What you should do
Pictures in the records below must be left out. Return exactly the lines from the line with "Expected: for every instance of the hands" to the line with "Expected: for every instance of the dark", both included.

Input records
################
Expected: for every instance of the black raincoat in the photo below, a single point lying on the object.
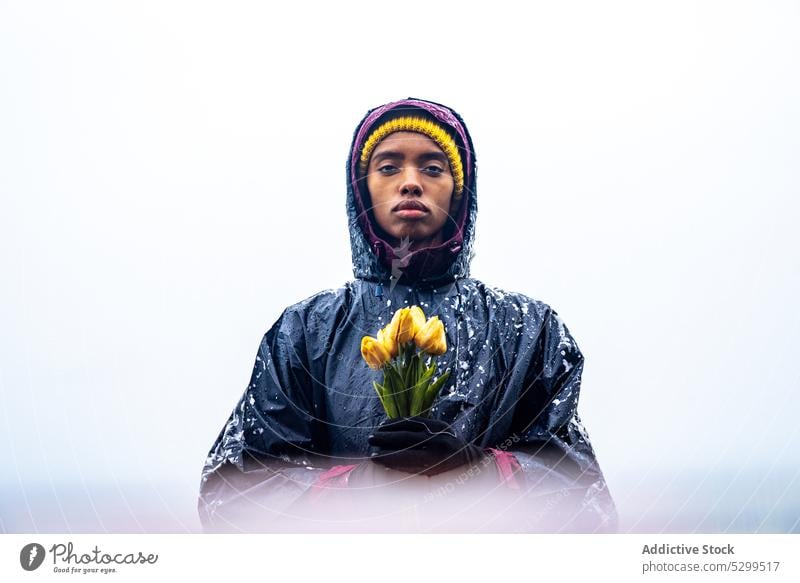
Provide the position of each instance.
(515, 379)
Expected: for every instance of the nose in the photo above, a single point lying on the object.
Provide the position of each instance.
(411, 183)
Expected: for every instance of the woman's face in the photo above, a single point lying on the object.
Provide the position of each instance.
(408, 169)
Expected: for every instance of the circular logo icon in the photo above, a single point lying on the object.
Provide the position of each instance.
(31, 556)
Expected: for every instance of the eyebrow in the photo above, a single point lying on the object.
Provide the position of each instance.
(426, 156)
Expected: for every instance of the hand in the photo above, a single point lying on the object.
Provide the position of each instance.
(419, 445)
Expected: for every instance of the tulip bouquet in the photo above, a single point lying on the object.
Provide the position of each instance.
(408, 388)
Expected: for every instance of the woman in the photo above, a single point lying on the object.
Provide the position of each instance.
(310, 421)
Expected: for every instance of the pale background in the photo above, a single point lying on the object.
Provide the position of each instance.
(172, 177)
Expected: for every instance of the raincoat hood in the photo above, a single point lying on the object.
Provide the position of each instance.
(375, 259)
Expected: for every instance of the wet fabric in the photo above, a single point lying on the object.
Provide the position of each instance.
(300, 429)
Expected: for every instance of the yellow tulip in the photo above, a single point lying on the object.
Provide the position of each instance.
(374, 352)
(401, 328)
(431, 337)
(418, 316)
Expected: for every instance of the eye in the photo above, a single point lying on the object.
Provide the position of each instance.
(387, 169)
(434, 170)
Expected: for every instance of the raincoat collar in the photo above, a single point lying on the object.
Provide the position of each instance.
(374, 259)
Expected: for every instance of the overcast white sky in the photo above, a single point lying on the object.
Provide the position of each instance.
(172, 178)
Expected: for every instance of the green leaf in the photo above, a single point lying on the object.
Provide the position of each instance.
(421, 388)
(398, 391)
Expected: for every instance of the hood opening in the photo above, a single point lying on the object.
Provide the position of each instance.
(376, 259)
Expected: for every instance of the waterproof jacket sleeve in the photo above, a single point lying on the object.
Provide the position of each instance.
(550, 446)
(271, 450)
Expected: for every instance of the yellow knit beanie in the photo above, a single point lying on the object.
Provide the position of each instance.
(422, 126)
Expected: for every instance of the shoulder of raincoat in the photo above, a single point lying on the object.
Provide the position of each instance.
(302, 423)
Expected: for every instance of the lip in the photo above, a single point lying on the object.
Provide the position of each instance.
(410, 213)
(411, 205)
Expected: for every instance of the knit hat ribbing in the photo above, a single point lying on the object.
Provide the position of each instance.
(423, 126)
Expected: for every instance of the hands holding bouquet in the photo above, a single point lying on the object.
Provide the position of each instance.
(409, 440)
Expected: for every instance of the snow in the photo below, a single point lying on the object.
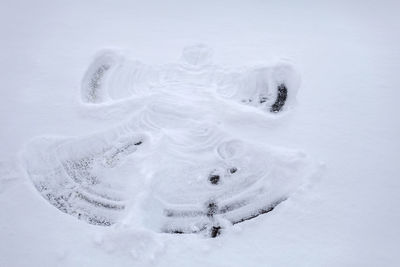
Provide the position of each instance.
(336, 146)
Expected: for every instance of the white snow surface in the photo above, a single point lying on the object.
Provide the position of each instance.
(117, 112)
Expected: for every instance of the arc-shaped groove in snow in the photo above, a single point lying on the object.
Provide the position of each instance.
(75, 184)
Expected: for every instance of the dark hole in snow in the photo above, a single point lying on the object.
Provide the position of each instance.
(212, 208)
(214, 178)
(232, 170)
(215, 231)
(281, 99)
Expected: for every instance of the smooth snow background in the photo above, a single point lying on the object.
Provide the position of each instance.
(347, 116)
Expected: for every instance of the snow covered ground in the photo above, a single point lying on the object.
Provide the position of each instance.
(341, 191)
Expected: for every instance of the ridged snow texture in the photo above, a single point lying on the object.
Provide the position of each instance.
(171, 167)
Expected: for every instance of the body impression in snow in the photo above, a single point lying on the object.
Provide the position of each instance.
(171, 167)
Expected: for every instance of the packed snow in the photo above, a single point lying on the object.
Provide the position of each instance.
(199, 134)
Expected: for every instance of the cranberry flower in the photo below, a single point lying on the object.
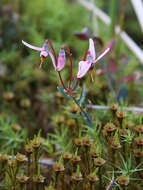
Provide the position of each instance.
(61, 59)
(91, 59)
(44, 52)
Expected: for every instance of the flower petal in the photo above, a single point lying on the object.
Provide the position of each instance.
(44, 53)
(61, 59)
(83, 67)
(53, 59)
(32, 47)
(92, 49)
(106, 50)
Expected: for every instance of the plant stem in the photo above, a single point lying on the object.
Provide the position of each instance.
(113, 7)
(100, 178)
(69, 53)
(82, 110)
(121, 24)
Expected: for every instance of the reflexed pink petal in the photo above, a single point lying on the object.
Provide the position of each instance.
(128, 78)
(100, 71)
(92, 49)
(106, 50)
(112, 65)
(32, 47)
(83, 67)
(61, 59)
(53, 59)
(81, 36)
(44, 53)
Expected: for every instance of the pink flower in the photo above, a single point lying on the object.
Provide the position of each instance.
(84, 66)
(44, 51)
(61, 59)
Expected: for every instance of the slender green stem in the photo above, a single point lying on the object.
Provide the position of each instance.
(113, 7)
(82, 110)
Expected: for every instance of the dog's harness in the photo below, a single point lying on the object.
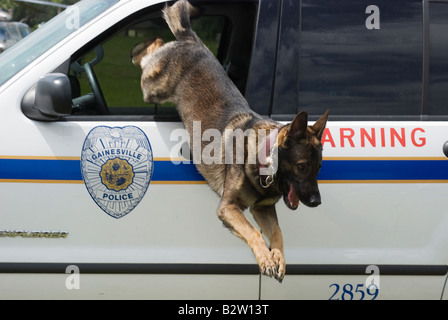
################
Expected answer
Expected: for every instance of the hands holding bouquet in the photo above, a single point lying on the object.
Provide the position of each instance.
(409, 440)
Expected: for every instance of the snow in the photo below, a single point lying on the object.
Provide the position of each instance.
(336, 146)
Expected: for every instance of the white snow surface in the photo above, a single point lying on the object.
Provide the position of each instance.
(117, 112)
Expected: for every instance of the arc-shaped groove in snow in the photo above, a single point lying on the object.
Provide the position of each instance.
(75, 184)
Expected: for every instance of the dark hole in snow in the photo above, a single point lying on the object.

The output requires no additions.